Excerto apresentado:
Por Ana Ilhéu · Em 13/01/2025

“Não Há Pássaros Aqui”, de Victor Vidal (Leya, 2024), é um livro intenso e imprevisível, que utiliza a infância como território de fascínio. Ao recuar à infância de Ana, da sua mãe Andrea e do amigo Benjamim, é estabelecida uma aparente linearidade entre a mágoa que perdura em vidas marcadas e o ressentimento, como se não fosse possível a cura.

A personagem central do livro, Ana, já adulta, é avisada de que a mãe, Andrea, estava desaparecida. Havia anos que conseguira distanciar-se dela. Agora, forçada a regressar ao espaço e ao tempo em que as memórias avivam traumas que desejava enclausurados, confronta-se com uma jornada – a sua própria vida – onde parece não haver redenção.

Cinco anos depois do último contacto com a mãe, Ana volta a encontrar-se num beco sem saída, revivendo episódios que julgara sepultados, reencontrando Benjamim – o amigo que julgava desaparecido – e recrudescendo em comportamentos que a impeliam para uma bizarria que a ajudava a lidar com a dor. Eis a evidência destas três personagens: ainda que procuremos desligar-nos dele, o passado permanece um universo de grandes emoções que perduram, como alegrias, traumas ou anseios, que permanecem para além das experiências e das características do tempo em que estão inseridos. Victor Vidal, que com este seu primeiro romance foi Prémio Leya 2023, revela como a memória pode funcionar como uma névoa – de longe, poderá parecer inofensiva e ténue, mas tentar desenvencilhar-se dela não é tão fácil como se imagina.

Material extraído:
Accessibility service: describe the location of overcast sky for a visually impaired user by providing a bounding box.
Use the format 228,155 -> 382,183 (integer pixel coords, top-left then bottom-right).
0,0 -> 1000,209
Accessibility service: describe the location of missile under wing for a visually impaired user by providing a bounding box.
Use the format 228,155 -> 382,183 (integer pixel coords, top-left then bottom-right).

Tarefas a realizar:
(1) Reproduz o trecho da crítica a "Não Há Pássaros Aqui" desde "Cinco anos depois" até "como se imagina.", inclusive.
(2) Prossegue a crítica ao romance "Não Há Pássaros Aqui" a partir da última frase apresentada.

Respostas por tarefa:
(1)
Cinco anos depois do último contacto com a mãe, Ana volta a encontrar-se num beco sem saída, revivendo episódios que julgara sepultados, reencontrando Benjamim – o amigo que julgava desaparecido – e recrudescendo em comportamentos que a impeliam para uma bizarria que a ajudava a lidar com a dor. Eis a evidência destas três personagens: ainda que procuremos desligar-nos dele, o passado permanece um universo de grandes emoções que perduram, como alegrias, traumas ou anseios, que permanecem para além das experiências e das características do tempo em que estão inseridos. Victor Vidal, que com este seu primeiro romance foi Prémio Leya 2023, revela como a memória pode funcionar como uma névoa – de longe, poderá parecer inofensiva e ténue, mas tentar desenvencilhar-se dela não é tão fácil como se imagina.

(2)
“Como uma criança que escrevia poemas sobre pássaros se tornara uma mulher tão agressiva?”. Ana é uma personagem extraordinária, na qual as memórias de uma mulher adulta remontam à infância e à forma como sobreviveu a todo o tipo de abusos e de maus-tratos, à sua prolongada exposição em territórios desertos de amor e, por último, à superação assente em sentimentos conflituantes. Para tanto, o leitor entra em casa de Ana e de Andrea, acompanha a forma como a primeira, ainda criança, procura alhear-se e sobreviver à solidão e ao alcoolismo da mãe, depois à violência física e ao abuso sexual e, por último, à instrumentalização da sua infância para camuflar um desfecho inevitavelmente trágico.

Aos trinta e dois anos de idade, depois de anos sem ver a mãe, Ana volta a confrontar-se com o desejo de se manter afastada e de ter agora a oportunidade de a encontrar em apuros. Daí que aceda voltar a casa para tentar perceber o que está por trás da sua morte – aparentemente por afogamento, depois de ter perseguido uma família, massacrando-a com telefonemas incessantes.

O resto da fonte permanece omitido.